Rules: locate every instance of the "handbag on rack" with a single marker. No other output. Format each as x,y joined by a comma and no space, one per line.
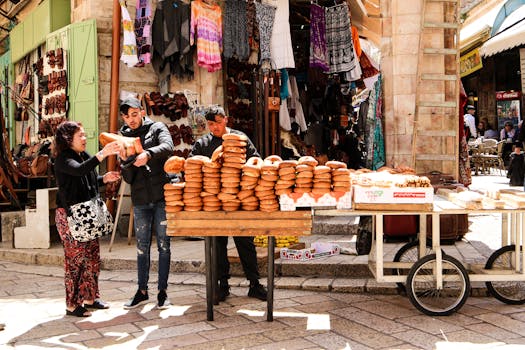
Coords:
89,220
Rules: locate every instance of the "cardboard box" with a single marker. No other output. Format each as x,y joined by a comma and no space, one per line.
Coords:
340,200
317,250
393,195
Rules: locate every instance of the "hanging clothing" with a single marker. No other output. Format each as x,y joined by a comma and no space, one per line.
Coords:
379,157
265,17
253,31
356,42
143,31
318,54
129,46
172,53
339,39
236,30
281,48
206,32
295,104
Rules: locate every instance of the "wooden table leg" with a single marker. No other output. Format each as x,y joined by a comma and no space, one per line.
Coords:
269,301
209,276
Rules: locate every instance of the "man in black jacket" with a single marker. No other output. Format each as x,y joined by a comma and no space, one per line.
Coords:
145,173
205,146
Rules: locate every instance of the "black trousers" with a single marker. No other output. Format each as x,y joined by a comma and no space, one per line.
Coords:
247,254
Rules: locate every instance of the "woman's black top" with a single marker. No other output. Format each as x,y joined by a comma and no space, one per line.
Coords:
76,177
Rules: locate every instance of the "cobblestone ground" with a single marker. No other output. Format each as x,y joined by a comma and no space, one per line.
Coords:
32,307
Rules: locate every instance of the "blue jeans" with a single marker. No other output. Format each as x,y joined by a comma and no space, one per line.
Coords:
148,217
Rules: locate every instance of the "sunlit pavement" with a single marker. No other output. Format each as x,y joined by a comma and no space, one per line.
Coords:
33,310
32,307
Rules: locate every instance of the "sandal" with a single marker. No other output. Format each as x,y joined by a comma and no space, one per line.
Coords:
97,304
79,311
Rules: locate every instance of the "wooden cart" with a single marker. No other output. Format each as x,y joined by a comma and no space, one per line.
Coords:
238,223
438,284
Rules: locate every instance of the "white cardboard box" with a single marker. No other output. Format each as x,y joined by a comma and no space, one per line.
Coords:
340,200
317,250
400,195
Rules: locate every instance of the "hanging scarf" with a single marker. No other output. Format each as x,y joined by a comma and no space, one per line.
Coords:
318,55
236,30
129,46
265,16
339,39
143,31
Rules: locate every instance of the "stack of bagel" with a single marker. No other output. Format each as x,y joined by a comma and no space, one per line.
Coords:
322,180
173,193
233,156
251,172
265,189
193,178
211,185
305,173
340,176
286,181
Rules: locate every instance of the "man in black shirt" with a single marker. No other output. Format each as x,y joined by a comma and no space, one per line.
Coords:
217,120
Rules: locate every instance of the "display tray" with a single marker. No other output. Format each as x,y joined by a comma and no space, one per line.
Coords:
394,207
239,223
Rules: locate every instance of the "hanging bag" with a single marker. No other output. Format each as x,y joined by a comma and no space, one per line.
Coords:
89,220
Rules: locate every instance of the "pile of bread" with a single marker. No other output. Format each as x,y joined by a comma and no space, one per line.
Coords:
228,181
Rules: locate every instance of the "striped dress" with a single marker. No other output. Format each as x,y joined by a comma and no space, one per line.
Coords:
206,31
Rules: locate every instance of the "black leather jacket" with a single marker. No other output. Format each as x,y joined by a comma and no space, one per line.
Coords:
147,181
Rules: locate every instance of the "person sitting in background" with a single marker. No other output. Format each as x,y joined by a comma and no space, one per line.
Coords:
508,135
482,127
490,133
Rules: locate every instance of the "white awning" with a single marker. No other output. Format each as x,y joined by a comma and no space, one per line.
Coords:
506,39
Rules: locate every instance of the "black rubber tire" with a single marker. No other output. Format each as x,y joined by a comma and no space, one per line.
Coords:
502,259
454,297
409,253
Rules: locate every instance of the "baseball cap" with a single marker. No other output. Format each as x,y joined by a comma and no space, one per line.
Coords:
213,111
132,102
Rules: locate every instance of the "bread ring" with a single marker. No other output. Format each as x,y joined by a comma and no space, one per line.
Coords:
217,154
237,137
273,159
308,160
197,160
175,186
174,164
288,164
334,164
240,150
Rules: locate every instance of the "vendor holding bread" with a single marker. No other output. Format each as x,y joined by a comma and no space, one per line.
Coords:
206,145
145,173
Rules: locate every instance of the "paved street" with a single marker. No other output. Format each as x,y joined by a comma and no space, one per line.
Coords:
309,313
32,306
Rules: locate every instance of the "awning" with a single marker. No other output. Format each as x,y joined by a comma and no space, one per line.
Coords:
512,34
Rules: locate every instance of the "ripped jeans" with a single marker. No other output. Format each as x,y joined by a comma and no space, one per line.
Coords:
148,218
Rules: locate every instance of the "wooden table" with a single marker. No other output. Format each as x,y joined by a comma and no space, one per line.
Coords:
238,223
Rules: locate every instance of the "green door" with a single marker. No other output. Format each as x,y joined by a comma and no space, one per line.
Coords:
79,40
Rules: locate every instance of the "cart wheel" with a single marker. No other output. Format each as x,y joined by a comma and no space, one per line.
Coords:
409,253
509,292
422,291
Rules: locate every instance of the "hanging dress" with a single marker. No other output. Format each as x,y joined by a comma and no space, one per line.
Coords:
236,30
143,31
339,39
129,46
318,54
265,15
206,31
281,41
┄┄┄┄┄┄┄┄┄┄┄┄┄┄┄┄┄┄┄┄
• _TASK ITEM_
Match on "wooden" and report each line of the data above that has it.

• _COMPLETED EXERCISE_
Rules: locate every instance of the "wooden table leg" with a single marker. No other output. Format each as x,y joined by a comma and no space, one per line.
Rules: locate every instance of the "wooden cart" with a single marker. No other output. Format each as x,y joined by a comma and no space, one per line.
Rules: locate every instance of the "wooden table" with a single marker. No other output. Format each as x,y joined by a comma and no space, one per line.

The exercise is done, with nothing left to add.